_REQUEST_
Please render the rows below as a Markdown table with two columns, Row for the row number and Line for the line itself, leaving out any blank lines. Include only the part that opens with the line containing "hair and report the position of each." and runs through the end of the rows.

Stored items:

+ + + +

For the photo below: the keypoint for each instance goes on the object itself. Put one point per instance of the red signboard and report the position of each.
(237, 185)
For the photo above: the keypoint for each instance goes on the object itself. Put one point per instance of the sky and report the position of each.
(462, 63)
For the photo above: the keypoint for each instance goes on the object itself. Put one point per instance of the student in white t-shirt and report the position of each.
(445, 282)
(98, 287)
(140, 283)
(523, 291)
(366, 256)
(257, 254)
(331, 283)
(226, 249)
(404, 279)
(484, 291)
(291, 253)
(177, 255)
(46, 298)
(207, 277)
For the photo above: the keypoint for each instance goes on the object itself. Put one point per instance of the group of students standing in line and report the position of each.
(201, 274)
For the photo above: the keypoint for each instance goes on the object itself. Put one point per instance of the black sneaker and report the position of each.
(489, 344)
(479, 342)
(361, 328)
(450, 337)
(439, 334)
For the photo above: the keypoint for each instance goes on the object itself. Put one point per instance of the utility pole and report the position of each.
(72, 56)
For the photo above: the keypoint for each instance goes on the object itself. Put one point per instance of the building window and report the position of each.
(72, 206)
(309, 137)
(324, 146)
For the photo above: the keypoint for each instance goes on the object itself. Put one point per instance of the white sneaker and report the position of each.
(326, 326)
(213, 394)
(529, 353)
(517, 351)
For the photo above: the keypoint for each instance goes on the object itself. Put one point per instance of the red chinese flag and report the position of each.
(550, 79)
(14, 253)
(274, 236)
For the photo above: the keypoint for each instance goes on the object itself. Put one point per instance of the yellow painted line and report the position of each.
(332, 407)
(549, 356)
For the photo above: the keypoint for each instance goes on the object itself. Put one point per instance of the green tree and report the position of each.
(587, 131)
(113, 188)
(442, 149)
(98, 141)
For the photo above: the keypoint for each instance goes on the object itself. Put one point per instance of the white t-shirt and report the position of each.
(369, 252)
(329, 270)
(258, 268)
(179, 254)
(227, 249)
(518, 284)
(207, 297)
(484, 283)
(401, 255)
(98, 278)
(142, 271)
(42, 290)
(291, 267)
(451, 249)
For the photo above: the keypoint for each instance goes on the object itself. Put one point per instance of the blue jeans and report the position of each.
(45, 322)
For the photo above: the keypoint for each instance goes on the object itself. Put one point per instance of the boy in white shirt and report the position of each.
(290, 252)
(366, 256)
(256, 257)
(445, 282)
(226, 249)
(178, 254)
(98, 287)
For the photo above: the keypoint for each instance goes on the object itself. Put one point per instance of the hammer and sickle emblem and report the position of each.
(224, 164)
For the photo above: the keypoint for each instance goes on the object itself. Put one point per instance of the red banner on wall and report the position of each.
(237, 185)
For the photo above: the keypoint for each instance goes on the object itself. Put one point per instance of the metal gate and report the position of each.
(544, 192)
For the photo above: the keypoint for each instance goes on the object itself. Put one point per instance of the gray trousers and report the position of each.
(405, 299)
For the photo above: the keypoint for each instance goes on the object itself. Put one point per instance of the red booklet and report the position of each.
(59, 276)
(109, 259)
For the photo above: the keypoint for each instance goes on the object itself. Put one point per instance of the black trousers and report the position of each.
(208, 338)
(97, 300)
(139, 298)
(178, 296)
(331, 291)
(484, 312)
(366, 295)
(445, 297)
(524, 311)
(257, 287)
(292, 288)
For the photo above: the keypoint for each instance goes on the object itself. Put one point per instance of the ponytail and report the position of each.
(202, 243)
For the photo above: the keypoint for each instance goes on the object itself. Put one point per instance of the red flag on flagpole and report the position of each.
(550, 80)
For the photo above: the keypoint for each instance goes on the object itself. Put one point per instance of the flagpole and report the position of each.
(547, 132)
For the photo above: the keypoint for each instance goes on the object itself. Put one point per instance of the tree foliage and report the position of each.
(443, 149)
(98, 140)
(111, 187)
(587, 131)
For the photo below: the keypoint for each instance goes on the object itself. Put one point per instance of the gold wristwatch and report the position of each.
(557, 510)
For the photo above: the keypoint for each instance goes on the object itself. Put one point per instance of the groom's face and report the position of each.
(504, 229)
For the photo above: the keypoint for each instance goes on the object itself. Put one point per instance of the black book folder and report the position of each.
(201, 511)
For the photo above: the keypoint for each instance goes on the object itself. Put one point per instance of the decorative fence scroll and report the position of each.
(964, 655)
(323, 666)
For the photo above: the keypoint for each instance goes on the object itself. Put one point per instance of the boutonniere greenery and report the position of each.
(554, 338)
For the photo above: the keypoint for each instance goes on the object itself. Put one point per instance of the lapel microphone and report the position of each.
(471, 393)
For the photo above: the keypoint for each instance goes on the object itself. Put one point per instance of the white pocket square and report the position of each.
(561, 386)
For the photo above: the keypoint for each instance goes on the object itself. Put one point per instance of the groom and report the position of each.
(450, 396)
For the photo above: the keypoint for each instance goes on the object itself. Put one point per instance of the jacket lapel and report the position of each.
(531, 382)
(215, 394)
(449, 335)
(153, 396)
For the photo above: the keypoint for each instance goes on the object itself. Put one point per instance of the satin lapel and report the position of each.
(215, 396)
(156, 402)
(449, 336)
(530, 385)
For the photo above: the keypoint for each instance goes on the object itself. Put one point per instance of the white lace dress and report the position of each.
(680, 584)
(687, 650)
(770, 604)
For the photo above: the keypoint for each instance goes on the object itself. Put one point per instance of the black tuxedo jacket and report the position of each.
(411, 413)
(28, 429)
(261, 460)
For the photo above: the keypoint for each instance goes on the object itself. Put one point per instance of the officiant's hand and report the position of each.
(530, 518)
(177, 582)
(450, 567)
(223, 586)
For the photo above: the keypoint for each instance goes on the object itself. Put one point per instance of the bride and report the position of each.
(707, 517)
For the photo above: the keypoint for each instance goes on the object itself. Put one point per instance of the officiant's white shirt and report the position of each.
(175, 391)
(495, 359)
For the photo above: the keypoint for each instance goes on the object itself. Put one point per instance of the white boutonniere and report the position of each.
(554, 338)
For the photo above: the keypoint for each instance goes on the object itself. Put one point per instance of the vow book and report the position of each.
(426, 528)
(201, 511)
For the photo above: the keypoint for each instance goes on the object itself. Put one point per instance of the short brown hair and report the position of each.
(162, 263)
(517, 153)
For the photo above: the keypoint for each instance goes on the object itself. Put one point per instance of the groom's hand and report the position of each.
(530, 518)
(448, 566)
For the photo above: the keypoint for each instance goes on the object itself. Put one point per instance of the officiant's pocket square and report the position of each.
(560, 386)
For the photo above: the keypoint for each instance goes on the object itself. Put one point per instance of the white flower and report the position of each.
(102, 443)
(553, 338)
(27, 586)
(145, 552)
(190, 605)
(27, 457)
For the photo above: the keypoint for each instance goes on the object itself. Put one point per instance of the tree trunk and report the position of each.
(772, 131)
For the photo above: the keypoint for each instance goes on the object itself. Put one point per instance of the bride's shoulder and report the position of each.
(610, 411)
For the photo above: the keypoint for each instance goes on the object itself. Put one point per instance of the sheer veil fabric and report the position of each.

+ + + +

_RESULT OF THE EXERCISE_
| Row | Line |
|---|---|
| 1 | For the photo above: the keypoint for each instance goes on the object itself. Put one point per instance of the short brown hair and report the position of each. |
| 2 | (162, 263) |
| 3 | (517, 153) |
| 4 | For the photo above: the keypoint for each instance goes on the object itself. Put one point per instance of the groom's hand and report the position of each. |
| 5 | (530, 518) |
| 6 | (448, 566) |
| 7 | For the photo above: the keypoint for each instance goes on the object itself. Put one point per instance of the officiant's pocket square and report the position of each. |
| 8 | (560, 386) |
| 9 | For the photo above: the keypoint for each instance goes on the object itself. Put one point per instance of the white flower and report the position of each. |
| 10 | (102, 443) |
| 11 | (553, 338) |
| 12 | (27, 586) |
| 13 | (145, 552) |
| 14 | (190, 605) |
| 15 | (27, 457) |
| 16 | For the photo above: the keypoint for each instance goes on the object itself. Put one point per instance of the tree trunk and report the position of each. |
| 17 | (772, 131) |
| 18 | For the photo above: the keypoint for each instance goes on the object itself. Put one point per instance of the bride's shoulder and report the position of each. |
| 19 | (610, 411) |
| 20 | For the photo above: the keypoint for each instance goes on the object itself. Put one point per instance of the sheer veil fabric and report the position of each. |